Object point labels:
****************
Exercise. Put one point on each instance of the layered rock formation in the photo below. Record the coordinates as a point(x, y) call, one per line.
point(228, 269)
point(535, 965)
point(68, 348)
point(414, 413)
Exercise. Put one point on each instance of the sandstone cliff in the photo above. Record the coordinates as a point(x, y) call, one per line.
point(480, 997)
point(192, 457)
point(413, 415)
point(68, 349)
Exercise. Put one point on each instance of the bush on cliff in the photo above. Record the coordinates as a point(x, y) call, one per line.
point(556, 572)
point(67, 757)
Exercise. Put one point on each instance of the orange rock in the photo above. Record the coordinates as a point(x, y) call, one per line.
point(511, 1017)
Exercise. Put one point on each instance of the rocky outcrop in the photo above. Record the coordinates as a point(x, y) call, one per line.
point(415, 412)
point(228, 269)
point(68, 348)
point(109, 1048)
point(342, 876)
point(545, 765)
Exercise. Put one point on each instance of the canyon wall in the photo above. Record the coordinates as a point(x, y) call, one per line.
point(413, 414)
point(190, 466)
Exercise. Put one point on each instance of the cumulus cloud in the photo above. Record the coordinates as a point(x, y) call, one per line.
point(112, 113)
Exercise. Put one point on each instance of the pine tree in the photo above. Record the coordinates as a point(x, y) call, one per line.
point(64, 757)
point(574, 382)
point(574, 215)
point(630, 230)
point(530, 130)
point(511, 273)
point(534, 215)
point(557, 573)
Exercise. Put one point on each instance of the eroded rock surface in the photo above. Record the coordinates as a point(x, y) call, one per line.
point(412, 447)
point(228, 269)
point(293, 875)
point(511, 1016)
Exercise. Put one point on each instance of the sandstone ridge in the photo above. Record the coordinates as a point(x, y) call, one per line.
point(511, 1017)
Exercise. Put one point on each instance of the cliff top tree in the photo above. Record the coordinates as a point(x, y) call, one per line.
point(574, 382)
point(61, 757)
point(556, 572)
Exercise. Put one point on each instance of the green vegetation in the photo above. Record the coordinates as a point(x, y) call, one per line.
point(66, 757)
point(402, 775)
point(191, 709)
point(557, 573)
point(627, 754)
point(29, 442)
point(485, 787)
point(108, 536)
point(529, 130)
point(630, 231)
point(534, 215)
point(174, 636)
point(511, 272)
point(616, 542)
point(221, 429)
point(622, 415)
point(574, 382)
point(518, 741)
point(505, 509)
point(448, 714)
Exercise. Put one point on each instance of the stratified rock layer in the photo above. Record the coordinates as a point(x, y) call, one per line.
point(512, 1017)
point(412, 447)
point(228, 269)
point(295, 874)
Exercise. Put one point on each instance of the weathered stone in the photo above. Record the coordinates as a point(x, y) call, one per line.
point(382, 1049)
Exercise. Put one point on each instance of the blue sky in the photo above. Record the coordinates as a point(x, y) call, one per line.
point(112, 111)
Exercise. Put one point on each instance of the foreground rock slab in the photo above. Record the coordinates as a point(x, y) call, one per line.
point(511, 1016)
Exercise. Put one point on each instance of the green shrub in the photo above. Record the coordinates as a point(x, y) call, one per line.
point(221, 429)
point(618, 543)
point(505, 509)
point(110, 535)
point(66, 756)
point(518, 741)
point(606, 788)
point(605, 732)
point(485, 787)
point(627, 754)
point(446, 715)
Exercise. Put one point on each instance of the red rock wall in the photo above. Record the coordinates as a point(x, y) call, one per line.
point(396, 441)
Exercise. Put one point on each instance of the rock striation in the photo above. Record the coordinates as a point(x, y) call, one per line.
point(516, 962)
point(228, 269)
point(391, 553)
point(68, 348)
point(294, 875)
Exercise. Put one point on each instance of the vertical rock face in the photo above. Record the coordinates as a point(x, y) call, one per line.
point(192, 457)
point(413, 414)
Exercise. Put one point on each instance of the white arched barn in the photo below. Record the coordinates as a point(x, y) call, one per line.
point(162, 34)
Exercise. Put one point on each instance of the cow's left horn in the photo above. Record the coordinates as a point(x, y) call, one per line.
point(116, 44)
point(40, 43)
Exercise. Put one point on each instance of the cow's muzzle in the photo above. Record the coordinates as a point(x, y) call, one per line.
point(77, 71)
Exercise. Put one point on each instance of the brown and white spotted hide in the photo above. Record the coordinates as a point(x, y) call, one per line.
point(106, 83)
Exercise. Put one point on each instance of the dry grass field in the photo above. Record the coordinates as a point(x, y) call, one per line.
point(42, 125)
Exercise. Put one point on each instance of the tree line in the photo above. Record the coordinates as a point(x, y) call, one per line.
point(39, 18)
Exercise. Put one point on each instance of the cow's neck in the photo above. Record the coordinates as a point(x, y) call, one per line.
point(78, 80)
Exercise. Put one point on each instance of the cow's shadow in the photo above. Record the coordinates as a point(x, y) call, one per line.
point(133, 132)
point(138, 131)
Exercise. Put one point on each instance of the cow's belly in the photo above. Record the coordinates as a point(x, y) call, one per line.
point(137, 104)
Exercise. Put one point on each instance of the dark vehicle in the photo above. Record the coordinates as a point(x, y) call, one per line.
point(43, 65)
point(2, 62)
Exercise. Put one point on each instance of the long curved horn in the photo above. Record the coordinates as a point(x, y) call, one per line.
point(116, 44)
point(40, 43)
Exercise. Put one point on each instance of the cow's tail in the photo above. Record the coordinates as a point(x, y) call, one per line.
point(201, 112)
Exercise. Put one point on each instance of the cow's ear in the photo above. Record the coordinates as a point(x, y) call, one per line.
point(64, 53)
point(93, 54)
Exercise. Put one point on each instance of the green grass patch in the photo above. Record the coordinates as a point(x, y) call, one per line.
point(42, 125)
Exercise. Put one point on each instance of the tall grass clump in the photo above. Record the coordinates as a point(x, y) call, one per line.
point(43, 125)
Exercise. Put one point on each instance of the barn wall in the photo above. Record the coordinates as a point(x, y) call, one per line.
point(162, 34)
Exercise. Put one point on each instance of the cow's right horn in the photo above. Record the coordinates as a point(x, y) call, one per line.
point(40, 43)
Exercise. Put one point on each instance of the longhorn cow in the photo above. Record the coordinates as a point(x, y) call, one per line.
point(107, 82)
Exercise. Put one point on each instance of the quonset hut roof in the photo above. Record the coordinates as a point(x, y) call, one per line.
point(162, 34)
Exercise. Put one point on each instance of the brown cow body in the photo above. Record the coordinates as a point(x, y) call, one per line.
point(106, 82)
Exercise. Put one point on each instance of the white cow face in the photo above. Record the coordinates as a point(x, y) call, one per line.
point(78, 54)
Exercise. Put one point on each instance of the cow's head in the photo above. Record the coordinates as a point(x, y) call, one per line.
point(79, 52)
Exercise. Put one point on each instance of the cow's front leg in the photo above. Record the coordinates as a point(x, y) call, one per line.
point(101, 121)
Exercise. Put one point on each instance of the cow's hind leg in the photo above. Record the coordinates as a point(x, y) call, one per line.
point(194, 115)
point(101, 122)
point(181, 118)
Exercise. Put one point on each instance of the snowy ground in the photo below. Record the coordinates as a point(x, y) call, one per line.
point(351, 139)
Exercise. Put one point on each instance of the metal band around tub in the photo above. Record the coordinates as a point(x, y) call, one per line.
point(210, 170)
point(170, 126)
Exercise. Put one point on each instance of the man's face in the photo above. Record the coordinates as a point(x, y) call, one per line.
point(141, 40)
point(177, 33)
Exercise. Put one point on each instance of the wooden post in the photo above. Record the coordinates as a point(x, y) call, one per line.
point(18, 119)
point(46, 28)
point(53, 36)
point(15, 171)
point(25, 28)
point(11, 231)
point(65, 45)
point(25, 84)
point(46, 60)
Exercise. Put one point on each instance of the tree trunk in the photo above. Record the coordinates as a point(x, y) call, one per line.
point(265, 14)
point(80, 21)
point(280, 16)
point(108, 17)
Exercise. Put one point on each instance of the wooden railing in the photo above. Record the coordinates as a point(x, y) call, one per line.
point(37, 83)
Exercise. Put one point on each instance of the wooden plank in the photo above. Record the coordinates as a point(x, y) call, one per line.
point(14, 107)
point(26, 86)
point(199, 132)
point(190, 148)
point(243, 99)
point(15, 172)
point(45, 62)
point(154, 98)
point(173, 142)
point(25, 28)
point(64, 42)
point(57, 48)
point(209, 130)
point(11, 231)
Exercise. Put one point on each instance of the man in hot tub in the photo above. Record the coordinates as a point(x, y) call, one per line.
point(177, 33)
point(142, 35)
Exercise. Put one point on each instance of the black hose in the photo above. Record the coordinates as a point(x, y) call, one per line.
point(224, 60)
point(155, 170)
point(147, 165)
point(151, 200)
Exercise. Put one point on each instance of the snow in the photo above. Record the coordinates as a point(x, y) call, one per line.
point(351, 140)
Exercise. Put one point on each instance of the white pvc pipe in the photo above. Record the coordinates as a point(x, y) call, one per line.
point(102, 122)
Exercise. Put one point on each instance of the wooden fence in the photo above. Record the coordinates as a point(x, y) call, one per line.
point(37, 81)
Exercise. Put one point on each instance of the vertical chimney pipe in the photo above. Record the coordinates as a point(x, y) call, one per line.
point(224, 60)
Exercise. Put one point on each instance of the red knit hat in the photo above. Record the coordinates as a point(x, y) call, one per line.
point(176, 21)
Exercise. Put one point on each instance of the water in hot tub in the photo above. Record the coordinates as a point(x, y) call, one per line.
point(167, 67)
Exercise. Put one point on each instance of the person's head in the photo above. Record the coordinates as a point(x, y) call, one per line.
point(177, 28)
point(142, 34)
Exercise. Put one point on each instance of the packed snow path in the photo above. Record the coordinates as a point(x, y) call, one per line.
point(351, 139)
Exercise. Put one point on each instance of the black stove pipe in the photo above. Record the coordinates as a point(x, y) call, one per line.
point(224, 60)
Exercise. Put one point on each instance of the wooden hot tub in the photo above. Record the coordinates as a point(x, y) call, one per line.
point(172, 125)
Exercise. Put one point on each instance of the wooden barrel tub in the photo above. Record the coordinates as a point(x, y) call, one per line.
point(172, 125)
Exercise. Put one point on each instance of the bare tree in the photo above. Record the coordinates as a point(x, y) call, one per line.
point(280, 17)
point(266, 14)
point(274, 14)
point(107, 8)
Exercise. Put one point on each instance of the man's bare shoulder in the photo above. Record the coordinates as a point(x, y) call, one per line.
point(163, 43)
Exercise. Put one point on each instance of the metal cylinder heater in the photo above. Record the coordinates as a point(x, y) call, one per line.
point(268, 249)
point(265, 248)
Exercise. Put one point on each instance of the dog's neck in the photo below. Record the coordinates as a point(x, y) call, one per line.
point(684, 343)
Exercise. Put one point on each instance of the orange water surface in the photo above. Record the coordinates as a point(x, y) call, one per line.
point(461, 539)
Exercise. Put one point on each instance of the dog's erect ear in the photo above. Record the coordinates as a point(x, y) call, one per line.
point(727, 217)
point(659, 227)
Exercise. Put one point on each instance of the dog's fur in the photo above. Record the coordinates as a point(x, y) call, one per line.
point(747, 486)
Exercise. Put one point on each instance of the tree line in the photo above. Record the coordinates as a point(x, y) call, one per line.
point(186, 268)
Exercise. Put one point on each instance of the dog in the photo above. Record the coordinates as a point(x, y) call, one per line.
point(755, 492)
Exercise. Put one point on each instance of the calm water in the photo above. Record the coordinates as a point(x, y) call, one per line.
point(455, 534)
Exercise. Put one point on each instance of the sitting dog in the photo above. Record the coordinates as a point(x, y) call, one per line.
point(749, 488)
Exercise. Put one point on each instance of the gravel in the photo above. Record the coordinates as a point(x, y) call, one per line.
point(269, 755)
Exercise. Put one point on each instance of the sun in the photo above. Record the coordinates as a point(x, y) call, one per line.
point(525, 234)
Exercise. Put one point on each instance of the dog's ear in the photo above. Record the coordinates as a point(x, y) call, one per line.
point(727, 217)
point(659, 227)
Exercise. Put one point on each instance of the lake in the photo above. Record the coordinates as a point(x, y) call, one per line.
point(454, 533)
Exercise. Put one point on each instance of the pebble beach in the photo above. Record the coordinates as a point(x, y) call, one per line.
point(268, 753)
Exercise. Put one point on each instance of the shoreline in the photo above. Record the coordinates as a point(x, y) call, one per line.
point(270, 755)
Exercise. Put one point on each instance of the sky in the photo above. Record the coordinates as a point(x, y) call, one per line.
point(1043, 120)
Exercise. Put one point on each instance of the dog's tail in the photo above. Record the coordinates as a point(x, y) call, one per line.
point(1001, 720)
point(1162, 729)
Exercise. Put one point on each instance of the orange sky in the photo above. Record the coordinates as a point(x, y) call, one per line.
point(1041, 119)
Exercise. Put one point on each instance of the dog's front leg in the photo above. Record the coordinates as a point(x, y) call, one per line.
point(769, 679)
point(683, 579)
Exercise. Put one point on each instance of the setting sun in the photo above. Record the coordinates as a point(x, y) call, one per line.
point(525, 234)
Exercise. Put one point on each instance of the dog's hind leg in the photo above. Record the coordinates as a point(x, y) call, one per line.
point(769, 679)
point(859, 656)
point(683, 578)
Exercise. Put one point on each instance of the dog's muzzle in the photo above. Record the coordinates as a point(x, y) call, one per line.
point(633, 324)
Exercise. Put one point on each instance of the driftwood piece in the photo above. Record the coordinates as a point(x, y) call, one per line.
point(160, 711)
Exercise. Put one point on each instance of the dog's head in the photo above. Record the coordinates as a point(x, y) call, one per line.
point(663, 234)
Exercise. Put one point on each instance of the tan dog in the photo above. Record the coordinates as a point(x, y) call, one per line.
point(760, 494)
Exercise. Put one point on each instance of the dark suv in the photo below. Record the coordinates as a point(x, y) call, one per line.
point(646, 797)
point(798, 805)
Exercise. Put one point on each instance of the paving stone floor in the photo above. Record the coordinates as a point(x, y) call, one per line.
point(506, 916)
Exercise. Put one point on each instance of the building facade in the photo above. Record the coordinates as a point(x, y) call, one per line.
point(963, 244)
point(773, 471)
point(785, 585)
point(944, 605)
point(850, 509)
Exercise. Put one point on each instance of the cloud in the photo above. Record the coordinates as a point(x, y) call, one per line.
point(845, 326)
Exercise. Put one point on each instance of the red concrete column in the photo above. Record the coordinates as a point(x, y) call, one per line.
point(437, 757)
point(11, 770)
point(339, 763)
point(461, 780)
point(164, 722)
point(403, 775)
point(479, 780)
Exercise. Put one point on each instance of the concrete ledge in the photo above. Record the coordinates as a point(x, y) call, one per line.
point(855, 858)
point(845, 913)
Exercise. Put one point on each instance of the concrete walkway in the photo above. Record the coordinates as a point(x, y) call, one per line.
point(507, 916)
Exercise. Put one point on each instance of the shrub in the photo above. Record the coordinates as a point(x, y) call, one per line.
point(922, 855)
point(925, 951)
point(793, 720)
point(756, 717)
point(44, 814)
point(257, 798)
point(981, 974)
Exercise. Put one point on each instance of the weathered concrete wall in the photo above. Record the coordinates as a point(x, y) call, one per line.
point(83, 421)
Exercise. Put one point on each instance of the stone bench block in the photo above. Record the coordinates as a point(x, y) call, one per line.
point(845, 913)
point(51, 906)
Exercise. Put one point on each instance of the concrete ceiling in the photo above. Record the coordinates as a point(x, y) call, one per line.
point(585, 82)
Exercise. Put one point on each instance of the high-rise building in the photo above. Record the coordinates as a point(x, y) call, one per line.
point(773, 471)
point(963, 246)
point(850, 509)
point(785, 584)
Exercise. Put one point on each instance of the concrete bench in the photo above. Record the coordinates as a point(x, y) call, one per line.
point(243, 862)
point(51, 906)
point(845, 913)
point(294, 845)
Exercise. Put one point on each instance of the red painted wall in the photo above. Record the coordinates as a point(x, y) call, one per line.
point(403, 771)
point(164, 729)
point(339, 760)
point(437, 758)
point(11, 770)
****************
The exercise: Rewrite the records as a two-column CSV with columns named exercise and points, covering only everything from the line containing "Exercise. Put one point on each instance of the cow's front" down to the line containing "point(46, 60)", both included. Give one row per record, with its text and its answer each in one quoted field and line breaks replaced by spaces.

Exercise solution:
exercise,points
"Exercise. Put one point on each instance of the cow's front leg in the photo above. Record the coordinates as a point(x, y) call, one per line.","point(101, 121)"
"Exercise. Put one point on each instance of the cow's hind leg in the photo above. Record the coordinates as a point(x, y) call, one per line.","point(194, 115) point(101, 122) point(181, 118)"
"Exercise. Put one point on each instance of the snowy ground in the photo below. Record the coordinates as a point(x, y) call, one per line.","point(351, 139)"
"Exercise. Put one point on each instance of the metal band around tub in the photo above. Record the coordinates as a point(x, y) call, one per line.","point(210, 170) point(170, 126)"
"Exercise. Put one point on each instance of the man's face in the photo above. Record the coordinates as a point(x, y) call, one per line.","point(141, 40) point(177, 33)"
"Exercise. Put one point on each instance of the wooden post in the photo above. Record the coordinates as a point(x, y) call, one per line.","point(18, 119) point(46, 28) point(53, 36) point(15, 171) point(25, 28) point(11, 231) point(65, 45) point(25, 84) point(46, 60)"